- _WORK ORDER_: Each line in the records that mentions the word "headstone" needs to be listed.

- _MATERIAL FOR THE TASK_:
•••

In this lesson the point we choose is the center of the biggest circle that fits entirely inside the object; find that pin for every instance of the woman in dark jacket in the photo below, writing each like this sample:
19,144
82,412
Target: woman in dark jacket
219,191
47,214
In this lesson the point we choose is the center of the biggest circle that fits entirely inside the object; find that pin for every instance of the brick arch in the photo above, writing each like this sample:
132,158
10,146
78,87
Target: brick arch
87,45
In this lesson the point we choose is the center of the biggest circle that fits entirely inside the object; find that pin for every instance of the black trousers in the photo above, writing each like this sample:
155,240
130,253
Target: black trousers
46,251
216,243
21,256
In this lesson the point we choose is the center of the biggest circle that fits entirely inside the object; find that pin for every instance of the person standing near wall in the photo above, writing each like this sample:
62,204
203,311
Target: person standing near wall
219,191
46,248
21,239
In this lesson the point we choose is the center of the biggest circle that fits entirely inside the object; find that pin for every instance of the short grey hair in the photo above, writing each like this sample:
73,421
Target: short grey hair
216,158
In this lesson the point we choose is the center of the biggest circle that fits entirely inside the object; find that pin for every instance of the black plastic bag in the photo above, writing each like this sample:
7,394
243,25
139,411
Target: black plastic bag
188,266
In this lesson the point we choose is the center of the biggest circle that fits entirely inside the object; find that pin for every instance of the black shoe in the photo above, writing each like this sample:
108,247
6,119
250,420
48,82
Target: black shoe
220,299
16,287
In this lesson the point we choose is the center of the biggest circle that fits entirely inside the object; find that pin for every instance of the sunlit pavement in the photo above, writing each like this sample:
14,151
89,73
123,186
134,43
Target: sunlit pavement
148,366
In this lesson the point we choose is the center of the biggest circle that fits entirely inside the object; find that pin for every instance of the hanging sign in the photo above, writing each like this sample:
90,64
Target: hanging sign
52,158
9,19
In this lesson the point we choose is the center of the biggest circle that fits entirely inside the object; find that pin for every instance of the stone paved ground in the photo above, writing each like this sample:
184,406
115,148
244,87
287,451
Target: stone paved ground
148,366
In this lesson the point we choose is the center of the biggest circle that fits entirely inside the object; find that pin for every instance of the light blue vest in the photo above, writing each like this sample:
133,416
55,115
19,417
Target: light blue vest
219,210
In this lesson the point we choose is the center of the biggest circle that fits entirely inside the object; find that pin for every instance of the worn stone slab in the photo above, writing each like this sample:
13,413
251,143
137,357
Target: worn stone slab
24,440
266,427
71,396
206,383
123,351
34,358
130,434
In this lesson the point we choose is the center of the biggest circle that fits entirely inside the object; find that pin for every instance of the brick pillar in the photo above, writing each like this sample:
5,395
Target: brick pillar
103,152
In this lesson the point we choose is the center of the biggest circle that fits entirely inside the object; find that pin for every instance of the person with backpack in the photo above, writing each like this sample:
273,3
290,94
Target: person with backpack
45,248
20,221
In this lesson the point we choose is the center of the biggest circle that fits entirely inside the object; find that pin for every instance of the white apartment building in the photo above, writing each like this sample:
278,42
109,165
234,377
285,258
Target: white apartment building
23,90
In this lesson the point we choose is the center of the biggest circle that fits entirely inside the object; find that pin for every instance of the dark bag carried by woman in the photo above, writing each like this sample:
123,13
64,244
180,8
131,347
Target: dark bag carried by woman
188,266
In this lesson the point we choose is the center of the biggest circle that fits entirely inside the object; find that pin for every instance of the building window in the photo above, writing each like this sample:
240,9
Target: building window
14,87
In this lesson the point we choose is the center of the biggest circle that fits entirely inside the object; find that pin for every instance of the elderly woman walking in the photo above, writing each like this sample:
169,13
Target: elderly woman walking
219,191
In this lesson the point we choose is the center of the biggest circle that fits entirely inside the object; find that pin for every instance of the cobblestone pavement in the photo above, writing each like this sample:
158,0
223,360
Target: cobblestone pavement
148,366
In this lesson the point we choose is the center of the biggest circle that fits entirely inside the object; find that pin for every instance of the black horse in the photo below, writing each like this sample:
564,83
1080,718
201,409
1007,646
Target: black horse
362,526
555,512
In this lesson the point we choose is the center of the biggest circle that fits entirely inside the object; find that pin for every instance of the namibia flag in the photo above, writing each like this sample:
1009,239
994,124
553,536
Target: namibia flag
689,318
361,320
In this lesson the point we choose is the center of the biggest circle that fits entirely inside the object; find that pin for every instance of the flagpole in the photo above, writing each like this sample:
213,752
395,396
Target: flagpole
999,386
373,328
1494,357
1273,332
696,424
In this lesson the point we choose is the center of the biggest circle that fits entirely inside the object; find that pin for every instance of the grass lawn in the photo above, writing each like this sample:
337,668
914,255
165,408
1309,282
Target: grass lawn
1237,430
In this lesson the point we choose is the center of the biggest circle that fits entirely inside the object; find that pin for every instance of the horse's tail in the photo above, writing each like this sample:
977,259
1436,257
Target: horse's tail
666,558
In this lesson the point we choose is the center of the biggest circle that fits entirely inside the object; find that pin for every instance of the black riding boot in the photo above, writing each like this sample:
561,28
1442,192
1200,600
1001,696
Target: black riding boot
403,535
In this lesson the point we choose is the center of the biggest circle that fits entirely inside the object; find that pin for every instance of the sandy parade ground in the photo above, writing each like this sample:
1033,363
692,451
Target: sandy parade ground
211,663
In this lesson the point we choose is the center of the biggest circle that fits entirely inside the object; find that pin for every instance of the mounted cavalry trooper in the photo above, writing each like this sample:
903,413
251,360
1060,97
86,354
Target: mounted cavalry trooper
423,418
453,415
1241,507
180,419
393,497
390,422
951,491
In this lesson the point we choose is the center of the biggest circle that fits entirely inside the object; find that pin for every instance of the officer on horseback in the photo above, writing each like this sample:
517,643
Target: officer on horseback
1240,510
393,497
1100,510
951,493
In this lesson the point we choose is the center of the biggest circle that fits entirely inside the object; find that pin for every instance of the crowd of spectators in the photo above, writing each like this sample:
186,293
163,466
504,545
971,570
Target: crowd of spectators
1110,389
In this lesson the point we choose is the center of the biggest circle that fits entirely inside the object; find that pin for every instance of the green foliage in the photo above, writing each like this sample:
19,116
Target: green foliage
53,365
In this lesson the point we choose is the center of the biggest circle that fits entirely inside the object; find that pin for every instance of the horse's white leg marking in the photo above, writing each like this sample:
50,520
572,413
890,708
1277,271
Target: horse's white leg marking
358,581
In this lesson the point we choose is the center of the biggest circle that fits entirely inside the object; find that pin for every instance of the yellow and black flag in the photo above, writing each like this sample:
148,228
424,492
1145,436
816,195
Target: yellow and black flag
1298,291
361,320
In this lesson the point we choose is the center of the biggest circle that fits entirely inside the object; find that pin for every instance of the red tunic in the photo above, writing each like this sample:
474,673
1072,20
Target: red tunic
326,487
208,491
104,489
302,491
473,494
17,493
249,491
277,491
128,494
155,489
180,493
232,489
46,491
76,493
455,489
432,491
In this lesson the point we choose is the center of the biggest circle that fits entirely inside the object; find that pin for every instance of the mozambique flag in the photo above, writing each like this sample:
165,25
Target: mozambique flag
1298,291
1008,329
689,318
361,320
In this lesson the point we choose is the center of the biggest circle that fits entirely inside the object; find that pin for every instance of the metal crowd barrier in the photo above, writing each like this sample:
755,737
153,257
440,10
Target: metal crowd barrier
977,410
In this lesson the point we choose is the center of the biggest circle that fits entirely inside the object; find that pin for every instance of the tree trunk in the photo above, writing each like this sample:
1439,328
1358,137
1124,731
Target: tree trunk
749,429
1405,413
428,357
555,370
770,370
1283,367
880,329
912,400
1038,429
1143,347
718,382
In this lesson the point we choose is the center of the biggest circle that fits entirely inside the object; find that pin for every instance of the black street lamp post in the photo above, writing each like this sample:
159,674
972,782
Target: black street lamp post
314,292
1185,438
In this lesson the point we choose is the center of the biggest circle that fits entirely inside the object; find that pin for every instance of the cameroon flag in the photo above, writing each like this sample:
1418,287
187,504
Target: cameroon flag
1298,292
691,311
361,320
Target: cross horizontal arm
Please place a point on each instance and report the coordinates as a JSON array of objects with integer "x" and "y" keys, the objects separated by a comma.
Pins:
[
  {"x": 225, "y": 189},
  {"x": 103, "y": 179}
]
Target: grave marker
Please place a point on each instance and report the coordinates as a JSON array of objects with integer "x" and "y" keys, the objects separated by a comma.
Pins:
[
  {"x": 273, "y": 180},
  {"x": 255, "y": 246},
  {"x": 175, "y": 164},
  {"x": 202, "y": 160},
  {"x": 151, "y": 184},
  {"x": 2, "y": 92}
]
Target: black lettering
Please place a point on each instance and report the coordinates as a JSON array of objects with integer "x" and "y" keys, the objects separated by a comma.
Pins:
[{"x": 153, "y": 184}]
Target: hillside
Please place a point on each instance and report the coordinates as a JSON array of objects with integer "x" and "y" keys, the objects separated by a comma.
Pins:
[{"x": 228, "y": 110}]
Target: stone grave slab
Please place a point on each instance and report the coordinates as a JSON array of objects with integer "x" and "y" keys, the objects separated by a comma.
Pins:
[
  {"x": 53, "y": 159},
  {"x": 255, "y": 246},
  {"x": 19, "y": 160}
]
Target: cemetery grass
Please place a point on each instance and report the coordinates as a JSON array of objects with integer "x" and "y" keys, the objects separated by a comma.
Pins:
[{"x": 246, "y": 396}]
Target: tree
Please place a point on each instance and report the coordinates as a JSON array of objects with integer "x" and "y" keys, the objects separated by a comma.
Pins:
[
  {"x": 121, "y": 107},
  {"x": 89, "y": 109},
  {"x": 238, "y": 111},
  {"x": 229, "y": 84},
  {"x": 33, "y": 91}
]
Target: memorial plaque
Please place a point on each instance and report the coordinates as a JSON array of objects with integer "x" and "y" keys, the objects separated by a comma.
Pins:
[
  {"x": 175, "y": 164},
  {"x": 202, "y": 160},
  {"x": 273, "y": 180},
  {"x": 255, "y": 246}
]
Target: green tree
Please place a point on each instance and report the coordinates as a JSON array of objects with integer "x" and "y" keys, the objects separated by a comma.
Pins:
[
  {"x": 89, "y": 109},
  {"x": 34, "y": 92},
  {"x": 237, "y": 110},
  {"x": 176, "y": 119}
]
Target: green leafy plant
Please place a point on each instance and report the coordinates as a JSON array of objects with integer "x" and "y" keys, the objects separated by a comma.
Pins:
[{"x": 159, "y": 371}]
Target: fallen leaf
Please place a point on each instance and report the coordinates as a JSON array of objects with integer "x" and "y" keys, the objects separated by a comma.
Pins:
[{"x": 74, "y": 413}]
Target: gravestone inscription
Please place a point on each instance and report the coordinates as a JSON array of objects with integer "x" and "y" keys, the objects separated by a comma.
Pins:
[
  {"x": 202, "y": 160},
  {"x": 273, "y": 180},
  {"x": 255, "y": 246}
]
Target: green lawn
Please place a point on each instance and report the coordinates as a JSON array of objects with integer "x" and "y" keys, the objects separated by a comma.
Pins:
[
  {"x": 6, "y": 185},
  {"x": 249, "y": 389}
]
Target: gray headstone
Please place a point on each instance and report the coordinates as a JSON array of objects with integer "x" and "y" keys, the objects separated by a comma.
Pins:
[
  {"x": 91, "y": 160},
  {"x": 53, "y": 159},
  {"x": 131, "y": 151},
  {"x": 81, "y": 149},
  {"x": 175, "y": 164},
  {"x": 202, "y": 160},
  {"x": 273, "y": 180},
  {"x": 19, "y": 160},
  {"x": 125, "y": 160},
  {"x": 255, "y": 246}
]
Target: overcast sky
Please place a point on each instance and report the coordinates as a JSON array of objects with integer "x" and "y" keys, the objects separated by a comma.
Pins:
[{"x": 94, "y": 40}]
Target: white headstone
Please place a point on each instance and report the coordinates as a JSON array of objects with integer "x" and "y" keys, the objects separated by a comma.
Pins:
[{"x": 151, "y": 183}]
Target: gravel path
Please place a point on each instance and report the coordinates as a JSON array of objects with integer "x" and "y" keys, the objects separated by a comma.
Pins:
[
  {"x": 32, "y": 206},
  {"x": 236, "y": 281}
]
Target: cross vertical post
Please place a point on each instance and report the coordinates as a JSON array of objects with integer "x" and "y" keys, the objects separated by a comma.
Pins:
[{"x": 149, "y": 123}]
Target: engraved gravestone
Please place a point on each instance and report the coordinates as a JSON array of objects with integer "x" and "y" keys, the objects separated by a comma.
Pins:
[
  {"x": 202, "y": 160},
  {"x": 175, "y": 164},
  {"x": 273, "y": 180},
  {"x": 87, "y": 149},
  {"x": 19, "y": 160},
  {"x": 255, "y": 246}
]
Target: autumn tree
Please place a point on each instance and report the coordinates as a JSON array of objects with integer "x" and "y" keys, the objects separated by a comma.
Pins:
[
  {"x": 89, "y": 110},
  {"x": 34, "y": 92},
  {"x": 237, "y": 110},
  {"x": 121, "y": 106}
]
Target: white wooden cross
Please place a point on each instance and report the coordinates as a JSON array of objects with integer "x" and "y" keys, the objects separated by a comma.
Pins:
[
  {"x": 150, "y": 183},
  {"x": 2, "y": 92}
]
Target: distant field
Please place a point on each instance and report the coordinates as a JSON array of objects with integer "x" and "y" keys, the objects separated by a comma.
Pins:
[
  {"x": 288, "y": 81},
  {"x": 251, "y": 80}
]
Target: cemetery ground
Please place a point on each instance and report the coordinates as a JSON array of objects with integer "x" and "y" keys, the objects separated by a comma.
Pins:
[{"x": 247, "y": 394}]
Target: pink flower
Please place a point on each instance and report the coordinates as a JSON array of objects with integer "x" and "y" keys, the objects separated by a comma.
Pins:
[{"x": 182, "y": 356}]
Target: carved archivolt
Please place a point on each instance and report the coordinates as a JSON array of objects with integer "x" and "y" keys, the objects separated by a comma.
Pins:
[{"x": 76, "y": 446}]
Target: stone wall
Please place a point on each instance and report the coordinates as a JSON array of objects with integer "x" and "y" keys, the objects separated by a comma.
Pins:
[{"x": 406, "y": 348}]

•••

- _ANSWER SECTION_:
Target: gray headstone
Target: white headstone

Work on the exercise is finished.